**Activity:** Line by line, return the material below exactly as it reads.
Segment Start: Entries supplied
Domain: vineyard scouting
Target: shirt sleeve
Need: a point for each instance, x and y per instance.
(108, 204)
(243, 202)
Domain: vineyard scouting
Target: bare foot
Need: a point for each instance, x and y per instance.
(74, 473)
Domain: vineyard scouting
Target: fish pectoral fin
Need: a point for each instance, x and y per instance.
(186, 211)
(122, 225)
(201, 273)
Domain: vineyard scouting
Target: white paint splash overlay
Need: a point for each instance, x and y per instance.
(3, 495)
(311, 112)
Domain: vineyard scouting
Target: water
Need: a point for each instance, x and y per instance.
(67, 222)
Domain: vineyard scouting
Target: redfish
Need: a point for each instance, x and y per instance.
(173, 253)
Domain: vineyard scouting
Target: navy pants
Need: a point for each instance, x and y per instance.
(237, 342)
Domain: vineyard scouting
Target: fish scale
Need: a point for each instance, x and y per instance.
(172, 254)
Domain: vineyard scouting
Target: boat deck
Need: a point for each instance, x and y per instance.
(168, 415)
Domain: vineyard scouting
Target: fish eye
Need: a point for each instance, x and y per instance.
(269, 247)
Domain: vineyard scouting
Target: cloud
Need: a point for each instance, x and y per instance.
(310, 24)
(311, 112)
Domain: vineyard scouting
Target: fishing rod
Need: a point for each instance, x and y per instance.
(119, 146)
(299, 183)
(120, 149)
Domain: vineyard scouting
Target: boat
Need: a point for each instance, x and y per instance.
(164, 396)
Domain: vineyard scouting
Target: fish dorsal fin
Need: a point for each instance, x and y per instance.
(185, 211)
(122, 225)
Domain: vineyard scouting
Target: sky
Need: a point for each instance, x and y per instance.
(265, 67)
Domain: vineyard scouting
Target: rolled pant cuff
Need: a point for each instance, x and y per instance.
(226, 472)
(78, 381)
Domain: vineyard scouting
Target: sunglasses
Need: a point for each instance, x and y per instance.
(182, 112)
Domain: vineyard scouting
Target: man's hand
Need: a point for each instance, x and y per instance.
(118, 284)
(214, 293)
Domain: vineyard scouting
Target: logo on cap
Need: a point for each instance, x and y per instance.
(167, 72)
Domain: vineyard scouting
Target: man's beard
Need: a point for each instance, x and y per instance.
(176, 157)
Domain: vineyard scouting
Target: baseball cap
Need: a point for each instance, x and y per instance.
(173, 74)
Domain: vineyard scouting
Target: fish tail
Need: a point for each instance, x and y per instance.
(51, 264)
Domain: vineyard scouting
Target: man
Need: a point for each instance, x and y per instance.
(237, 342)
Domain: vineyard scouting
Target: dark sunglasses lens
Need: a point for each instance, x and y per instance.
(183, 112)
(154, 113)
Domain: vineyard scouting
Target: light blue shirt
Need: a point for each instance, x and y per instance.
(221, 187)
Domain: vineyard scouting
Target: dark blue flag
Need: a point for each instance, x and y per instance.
Segment End: Entries supplied
**Answer for the task:**
Domain: vineyard scouting
Target: shirt sleeve
Need: a point for each instance, x and y per instance.
(108, 204)
(243, 202)
Domain: vineyard scouting
Target: bare foot
Need: a point for each instance, x and y per instance.
(74, 473)
Domain: vineyard scouting
Target: fish pectoral fin
Need: a point for each instance, x and y per instance.
(186, 211)
(122, 225)
(201, 273)
Domain: vineyard scouting
Target: white paint splash overlay
Need: a point for each instance, x and y per instance.
(3, 495)
(311, 112)
Domain: vineyard scouting
Target: water
Need: a point for each instance, x and y per instance.
(67, 222)
Domain: vineyard scouting
Target: redfish
Need: a point for each instance, x and y per instance.
(173, 253)
Domain: vineyard scouting
Target: navy pants
Need: a point for each instance, x and y per instance.
(237, 342)
Domain: vineyard scouting
Target: fish scale
Need: a point for each instance, x and y per instance.
(172, 254)
Domain: vineyard scouting
Target: boat deck
Need: a point for each instance, x and y per instance.
(168, 415)
Domain: vineyard scouting
Target: fish eye
Need: a point for each instance, x and y per instance.
(269, 247)
Domain: vineyard scouting
Target: cloud
Need: a point for each instance, x and y per instance.
(310, 24)
(311, 112)
Domain: vineyard scouting
Target: fishing rod
Need: a point for each instance, x and y per instance.
(119, 146)
(299, 183)
(120, 149)
Domain: vineyard scouting
Target: boat
Need: a point for each instance, x and y per instance.
(164, 396)
Domain: vineyard scouting
Target: fish dorsal fin
Need: a point for each instance, x and y per instance.
(185, 211)
(122, 225)
Domain: vineyard scouting
Target: sky
Need: a point for each instance, x and y per instance.
(265, 67)
Domain: vineyard scouting
Target: rolled pant cuff
Need: a point for each instance, x and y per instance.
(226, 472)
(78, 381)
Domain: vineyard scouting
Target: sunglasses
Need: a point for each instance, x and y per instance.
(182, 112)
Domain: vineyard scouting
Target: man's hand
Need: a point for each instance, x and y per instance.
(118, 284)
(214, 293)
Domain: vineyard scouting
Target: logo on cap
Need: a point for each instance, x and y per instance.
(167, 72)
Domain: vineyard scouting
Target: man's beard
Need: a point for each instance, x and y per instance.
(176, 157)
Domain: vineyard scouting
Target: baseball cap
Need: a point for each instance, x and y per instance.
(173, 74)
Domain: vineyard scouting
Target: fish tail
Need: a point for each instance, x and y per instance.
(51, 264)
Domain: vineyard scouting
Target: man
Need: a point for each instance, x and y per instance.
(237, 342)
Domain: vineyard scouting
Target: dark sunglasses lens
Need: a point for each instance, x and y per instance.
(183, 112)
(154, 113)
Domain: vineyard scouting
Target: light blue shirt
Need: a point for each instance, x and y per instance.
(221, 187)
Domain: vineyard scouting
Target: dark blue flag
Need: a point for each instance, x and y per instance.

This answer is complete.